> Job 1
In the ERC-8004 overview, replace "autonomous agents" with "independent agents" and write out the part that opens with the words "What Is ERC-8004" and closes with "in this article.".

> Provided passage
This article explains what ERC-8004 is, how it fits into the evolution of AI in blockchain, and why it may become a key standard for decentralized agent coordination. Additionally, it addresses the risks and how they are tied to understanding the system’s design, function, and practical limits.

What Is ERC-8004 and Why It Matters

ERC-8004 creates a shared trust standard for autonomous agents on Ethereum. It offers a public way for AI agents to identify themselves, build reputation and prove completed tasks using the blockchain via three on-chain registries, explained further in this article. 

ERC-8004 replaces platform-level identity and validation logic with shared on-chain registries, allowing agents to authenticate and verify actions without relying on centralized services.

Current AI systems often depend on private APIs or third-party services to authenticate actions or users. ERC-8004 replaces that setup with on-chain tools that allow agents to interact securely and independently. 

The system supports portable, verifiable and decentralized machine coordination. 

By using ERC-8004, developers can create AI agents that operate across apps and ecosystems. Ethereum becomes the trust layer, not the bottleneck.

> Job 2
Reproduce the records exactly, from their first line through the line containing "hole_handling: even-odd rule, per instance".

> Rows
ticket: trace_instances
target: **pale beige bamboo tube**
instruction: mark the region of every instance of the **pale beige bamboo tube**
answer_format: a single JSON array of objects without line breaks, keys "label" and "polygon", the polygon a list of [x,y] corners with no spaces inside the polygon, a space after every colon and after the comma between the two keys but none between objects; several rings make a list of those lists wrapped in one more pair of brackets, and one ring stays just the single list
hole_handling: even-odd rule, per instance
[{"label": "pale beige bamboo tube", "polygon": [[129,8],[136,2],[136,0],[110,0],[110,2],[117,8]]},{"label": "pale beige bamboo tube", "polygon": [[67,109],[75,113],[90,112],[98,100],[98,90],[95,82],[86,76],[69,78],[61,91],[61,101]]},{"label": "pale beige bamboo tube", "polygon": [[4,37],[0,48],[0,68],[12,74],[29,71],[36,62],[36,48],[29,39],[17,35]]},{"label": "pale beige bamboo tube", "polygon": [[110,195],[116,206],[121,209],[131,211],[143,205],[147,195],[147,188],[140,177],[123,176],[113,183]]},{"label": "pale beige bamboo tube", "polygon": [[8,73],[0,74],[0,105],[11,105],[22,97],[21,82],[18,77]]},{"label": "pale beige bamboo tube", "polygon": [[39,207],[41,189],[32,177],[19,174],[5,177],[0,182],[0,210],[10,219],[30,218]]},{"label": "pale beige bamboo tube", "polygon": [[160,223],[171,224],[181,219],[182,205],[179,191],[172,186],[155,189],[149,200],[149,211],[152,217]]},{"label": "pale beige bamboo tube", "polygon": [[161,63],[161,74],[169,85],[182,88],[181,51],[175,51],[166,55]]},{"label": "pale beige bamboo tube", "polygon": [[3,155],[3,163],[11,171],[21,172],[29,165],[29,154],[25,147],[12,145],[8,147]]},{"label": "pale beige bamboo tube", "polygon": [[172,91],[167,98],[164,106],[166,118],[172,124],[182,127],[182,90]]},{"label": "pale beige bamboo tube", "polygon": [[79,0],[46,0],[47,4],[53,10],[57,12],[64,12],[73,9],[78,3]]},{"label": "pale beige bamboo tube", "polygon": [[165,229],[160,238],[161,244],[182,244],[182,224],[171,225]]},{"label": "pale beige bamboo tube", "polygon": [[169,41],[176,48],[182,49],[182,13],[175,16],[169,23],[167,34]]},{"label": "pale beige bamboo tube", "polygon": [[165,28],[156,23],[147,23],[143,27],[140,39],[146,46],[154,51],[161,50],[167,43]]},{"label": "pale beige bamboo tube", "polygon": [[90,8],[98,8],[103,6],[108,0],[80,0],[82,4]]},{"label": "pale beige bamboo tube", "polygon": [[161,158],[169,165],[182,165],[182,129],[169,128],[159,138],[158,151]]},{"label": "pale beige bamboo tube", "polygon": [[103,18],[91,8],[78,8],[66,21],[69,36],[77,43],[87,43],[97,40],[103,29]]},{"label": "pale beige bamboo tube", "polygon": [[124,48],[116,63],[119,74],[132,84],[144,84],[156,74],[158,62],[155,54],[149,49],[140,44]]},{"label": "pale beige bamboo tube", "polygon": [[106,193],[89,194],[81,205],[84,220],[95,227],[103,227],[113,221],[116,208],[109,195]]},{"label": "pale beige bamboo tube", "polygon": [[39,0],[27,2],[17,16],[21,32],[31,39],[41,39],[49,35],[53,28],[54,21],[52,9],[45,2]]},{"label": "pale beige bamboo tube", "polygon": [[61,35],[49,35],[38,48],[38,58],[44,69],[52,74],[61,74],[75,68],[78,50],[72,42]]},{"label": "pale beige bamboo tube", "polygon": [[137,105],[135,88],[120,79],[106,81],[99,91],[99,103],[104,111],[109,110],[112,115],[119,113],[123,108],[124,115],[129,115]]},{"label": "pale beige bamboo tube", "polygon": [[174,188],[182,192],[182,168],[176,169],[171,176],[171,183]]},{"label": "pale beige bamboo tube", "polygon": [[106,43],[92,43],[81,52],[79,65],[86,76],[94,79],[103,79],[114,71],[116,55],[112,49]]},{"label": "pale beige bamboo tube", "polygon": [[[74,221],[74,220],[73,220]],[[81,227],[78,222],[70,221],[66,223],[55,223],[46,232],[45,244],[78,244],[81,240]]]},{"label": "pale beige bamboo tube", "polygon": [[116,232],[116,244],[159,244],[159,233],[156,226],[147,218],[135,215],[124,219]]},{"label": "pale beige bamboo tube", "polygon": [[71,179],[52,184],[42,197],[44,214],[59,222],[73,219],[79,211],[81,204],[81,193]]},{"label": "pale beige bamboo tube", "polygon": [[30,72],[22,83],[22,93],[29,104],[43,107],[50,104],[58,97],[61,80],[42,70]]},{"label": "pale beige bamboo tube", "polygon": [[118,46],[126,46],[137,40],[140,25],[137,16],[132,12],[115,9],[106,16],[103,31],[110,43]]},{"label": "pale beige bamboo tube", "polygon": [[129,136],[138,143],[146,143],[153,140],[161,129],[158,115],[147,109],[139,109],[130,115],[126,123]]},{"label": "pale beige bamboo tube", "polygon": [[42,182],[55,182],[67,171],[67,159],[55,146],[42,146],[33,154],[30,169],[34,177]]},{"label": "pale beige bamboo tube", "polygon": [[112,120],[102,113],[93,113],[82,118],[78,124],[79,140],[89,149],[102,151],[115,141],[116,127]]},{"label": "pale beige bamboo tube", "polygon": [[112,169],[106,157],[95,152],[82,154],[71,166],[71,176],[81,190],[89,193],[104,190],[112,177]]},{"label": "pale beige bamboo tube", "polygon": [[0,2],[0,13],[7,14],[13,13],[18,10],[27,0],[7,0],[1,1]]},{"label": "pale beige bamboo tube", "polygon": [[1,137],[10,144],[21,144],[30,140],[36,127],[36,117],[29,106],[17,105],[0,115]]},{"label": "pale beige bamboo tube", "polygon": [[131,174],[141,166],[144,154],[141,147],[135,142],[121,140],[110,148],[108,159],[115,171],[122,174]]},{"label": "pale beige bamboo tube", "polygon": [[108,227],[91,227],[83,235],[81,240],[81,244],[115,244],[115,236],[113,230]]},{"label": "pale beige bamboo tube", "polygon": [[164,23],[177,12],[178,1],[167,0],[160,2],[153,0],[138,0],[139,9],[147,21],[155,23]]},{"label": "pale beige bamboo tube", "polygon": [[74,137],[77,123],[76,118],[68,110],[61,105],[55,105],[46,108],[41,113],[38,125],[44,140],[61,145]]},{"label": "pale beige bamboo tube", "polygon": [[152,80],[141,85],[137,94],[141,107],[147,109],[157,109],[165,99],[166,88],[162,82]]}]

> Task solution 1
What Is ERC-8004 and Why It Matters

ERC-8004 creates a shared trust standard for independent agents on Ethereum. It offers a public way for AI agents to identify themselves, build reputation and prove completed tasks using the blockchain via three on-chain registries, explained further in this article.

> Task solution 2
ticket: trace_instances
target: **pale beige bamboo tube**
instruction: mark the region of every instance of the **pale beige bamboo tube**
answer_format: a single JSON array of objects without line breaks, keys "label" and "polygon", the polygon a list of [x,y] corners with no spaces inside the polygon, a space after every colon and after the comma between the two keys but none between objects; several rings make a list of those lists wrapped in one more pair of brackets, and one ring stays just the single list
hole_handling: even-odd rule, per instance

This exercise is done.